■ Goal ■
Extract exactly the range of lines bounded by the line containing "Place one keypoint per instance of the woman in" and the final line of the listing, both ends included, and no other lines.

■ Information shown ■

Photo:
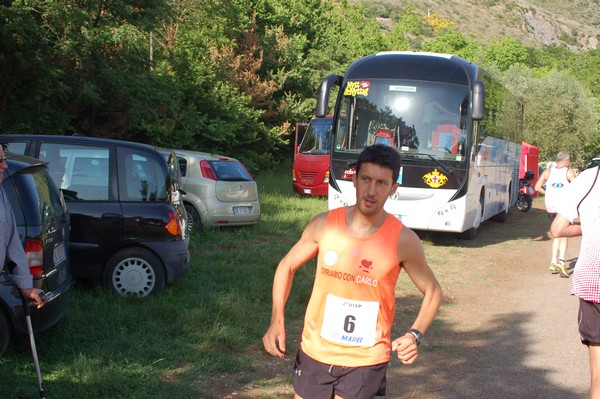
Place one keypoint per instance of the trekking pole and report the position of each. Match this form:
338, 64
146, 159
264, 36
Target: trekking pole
33, 348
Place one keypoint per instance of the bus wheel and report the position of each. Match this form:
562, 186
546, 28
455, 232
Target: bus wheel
471, 233
503, 216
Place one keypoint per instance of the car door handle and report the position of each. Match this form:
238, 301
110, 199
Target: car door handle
111, 216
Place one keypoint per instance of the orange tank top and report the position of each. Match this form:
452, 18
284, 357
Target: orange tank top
351, 309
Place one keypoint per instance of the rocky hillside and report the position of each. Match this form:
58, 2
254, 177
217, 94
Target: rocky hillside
571, 23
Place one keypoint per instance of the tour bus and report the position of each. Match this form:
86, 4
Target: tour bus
310, 174
458, 131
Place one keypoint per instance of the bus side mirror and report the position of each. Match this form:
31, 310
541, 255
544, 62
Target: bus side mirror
323, 95
478, 109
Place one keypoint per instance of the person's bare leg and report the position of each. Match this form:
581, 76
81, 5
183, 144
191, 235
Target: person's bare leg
555, 250
594, 350
562, 248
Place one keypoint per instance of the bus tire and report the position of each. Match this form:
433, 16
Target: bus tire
503, 216
471, 233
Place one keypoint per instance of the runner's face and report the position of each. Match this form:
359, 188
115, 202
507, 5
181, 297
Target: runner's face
374, 184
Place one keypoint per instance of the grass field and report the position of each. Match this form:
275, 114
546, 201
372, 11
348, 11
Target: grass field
204, 323
207, 326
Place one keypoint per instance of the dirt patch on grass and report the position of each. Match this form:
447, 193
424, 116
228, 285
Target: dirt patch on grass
507, 328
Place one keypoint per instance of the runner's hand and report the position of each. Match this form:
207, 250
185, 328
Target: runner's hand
406, 348
274, 340
36, 295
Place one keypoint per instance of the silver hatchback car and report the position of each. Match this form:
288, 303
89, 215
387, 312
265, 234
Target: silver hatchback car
219, 190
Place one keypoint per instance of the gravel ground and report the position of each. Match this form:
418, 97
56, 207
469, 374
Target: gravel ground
511, 334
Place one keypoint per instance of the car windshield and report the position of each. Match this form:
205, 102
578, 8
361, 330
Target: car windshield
418, 118
230, 171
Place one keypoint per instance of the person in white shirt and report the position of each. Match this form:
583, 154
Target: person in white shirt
552, 184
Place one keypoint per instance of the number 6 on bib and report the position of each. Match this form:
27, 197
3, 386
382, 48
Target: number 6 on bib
350, 322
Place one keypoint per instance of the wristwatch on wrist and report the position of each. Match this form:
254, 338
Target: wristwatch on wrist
417, 334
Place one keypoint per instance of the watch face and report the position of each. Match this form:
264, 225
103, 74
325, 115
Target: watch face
418, 336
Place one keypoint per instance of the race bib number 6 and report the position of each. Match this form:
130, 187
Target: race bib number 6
350, 322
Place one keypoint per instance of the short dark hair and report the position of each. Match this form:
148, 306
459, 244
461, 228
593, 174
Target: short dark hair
381, 155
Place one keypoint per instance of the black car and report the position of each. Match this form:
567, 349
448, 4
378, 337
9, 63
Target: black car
128, 222
43, 226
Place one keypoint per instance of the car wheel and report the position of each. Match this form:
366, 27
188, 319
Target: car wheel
134, 271
193, 218
4, 332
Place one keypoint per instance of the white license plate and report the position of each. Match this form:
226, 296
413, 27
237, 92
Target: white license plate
242, 210
58, 254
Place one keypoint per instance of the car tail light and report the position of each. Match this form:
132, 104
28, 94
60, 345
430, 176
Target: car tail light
174, 224
34, 250
207, 171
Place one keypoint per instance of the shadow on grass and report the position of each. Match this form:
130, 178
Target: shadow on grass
488, 363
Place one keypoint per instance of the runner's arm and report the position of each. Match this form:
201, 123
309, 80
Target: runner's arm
412, 256
305, 249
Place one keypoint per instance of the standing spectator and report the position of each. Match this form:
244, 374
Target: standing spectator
11, 248
361, 249
583, 200
552, 184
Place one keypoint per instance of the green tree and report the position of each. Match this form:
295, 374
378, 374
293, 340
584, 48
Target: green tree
559, 113
506, 52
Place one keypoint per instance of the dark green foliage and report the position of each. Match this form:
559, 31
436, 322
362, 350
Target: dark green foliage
227, 76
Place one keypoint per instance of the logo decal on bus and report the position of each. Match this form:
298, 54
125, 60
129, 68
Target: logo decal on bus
435, 179
354, 89
348, 173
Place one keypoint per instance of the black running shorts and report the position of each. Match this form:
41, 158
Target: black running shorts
589, 322
316, 380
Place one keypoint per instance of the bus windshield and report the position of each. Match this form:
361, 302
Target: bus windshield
416, 117
317, 139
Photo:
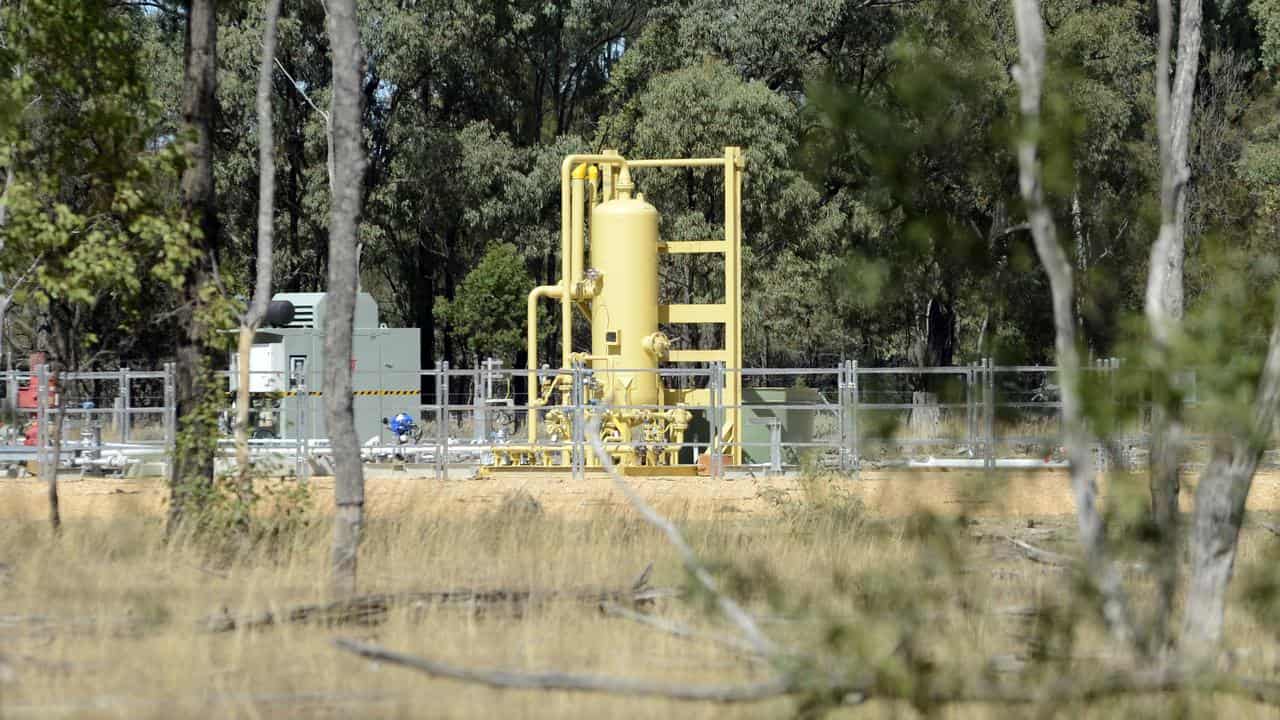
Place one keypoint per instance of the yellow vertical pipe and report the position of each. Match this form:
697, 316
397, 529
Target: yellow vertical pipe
566, 244
531, 352
734, 297
577, 229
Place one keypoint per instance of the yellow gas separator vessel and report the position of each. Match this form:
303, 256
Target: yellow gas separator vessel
643, 422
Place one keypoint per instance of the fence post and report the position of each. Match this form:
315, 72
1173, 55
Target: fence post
42, 418
170, 413
123, 400
969, 408
442, 419
577, 455
300, 436
990, 402
842, 396
717, 381
854, 396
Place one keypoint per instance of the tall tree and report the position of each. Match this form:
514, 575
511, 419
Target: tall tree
348, 168
1165, 282
192, 466
1029, 74
256, 310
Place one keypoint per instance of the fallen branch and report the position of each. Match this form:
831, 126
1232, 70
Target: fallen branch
728, 606
506, 679
373, 609
1041, 555
679, 629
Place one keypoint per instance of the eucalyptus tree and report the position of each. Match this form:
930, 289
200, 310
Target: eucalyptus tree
191, 469
87, 219
347, 190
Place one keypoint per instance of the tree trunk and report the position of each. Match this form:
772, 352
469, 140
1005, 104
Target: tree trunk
1220, 510
1164, 299
192, 468
1029, 74
348, 168
50, 469
265, 246
941, 329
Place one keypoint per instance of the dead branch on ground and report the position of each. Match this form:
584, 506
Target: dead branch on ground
373, 609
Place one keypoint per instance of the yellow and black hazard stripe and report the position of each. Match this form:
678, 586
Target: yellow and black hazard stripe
318, 393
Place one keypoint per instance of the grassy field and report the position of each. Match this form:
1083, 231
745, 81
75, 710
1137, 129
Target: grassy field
106, 620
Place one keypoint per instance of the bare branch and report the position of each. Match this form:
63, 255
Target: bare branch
1220, 499
1029, 74
302, 92
732, 610
679, 629
1040, 555
506, 679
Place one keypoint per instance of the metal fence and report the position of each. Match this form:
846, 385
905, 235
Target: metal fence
845, 418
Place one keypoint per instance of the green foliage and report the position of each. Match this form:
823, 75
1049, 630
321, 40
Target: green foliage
1266, 13
83, 141
489, 305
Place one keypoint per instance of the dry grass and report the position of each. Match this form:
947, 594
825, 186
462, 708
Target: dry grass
103, 621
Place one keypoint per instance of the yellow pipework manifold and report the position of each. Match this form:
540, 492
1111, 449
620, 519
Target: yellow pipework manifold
618, 294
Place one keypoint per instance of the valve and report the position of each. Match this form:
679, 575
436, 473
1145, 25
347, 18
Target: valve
657, 345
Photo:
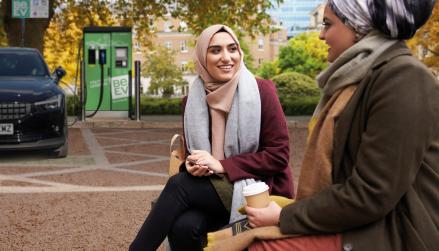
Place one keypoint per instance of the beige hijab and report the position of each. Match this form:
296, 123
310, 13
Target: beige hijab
220, 95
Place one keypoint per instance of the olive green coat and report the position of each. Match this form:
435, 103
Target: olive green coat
385, 192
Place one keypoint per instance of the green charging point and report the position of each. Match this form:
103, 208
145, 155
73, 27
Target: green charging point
107, 64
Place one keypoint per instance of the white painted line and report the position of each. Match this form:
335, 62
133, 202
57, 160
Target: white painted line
94, 147
78, 189
138, 172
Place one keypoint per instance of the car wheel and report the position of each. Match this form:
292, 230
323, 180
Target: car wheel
61, 152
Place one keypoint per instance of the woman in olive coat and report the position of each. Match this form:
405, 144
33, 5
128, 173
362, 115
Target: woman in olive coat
373, 183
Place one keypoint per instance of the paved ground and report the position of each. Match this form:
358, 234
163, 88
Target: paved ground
97, 197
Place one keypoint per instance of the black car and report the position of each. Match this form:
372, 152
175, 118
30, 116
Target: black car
32, 105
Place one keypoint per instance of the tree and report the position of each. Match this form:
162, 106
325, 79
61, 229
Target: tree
305, 53
63, 37
3, 38
34, 27
164, 74
268, 70
425, 43
291, 85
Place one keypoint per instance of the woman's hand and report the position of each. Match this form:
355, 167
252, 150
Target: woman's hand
260, 217
197, 170
203, 158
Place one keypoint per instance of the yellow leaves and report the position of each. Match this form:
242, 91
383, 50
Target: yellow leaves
425, 44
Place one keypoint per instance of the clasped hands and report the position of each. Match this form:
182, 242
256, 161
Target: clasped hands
202, 163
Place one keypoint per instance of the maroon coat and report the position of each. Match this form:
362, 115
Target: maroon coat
271, 162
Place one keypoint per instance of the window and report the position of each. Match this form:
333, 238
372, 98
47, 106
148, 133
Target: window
261, 44
183, 26
183, 46
168, 45
167, 26
183, 66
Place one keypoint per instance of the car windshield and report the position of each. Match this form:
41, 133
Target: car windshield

■ Exercise solution ■
Place one keypoint per instance of the woman in olive coat and report the position of each. Match this form:
405, 144
33, 5
128, 173
362, 115
Target: woman in olive coat
373, 183
Place one keypoint per instance of the paved ground and report the position of each. Match this form:
358, 234
163, 88
Target: paved ground
97, 197
Place one keypoint per instance of the black car and report the position of each. Match this form:
372, 152
175, 118
30, 116
Target: black car
32, 105
Place one keypoint per instance of the tree and report the position of each. Match this form:
162, 106
325, 79
61, 229
Target: tree
305, 53
63, 37
3, 38
34, 27
164, 74
268, 70
425, 43
291, 85
Place one keypoint per instance of the woman's hand and report the position of each. Match this form:
355, 167
252, 150
Target: woman's hand
260, 217
197, 170
203, 158
Place one keypoint per instance of the yellow leaves and report the position of each. Match this form:
242, 91
383, 50
Target: yellow leaves
425, 44
Place one keypoint per instance of the clasped hands and report the position of each. Match this form:
182, 242
256, 161
Target: clasped hands
202, 163
Place one keypoint per instance of the maroon coat and report the position of each. Match this form:
362, 115
Target: maroon coat
271, 162
Place one keypoint per instance of the window and report the position of each. Match this form:
333, 238
372, 98
47, 106
148, 133
Target: window
261, 44
183, 26
183, 46
168, 45
167, 26
183, 66
Place one keypoint per instance of the car windshield and report the position of each. Match this form:
41, 133
Target: car windshield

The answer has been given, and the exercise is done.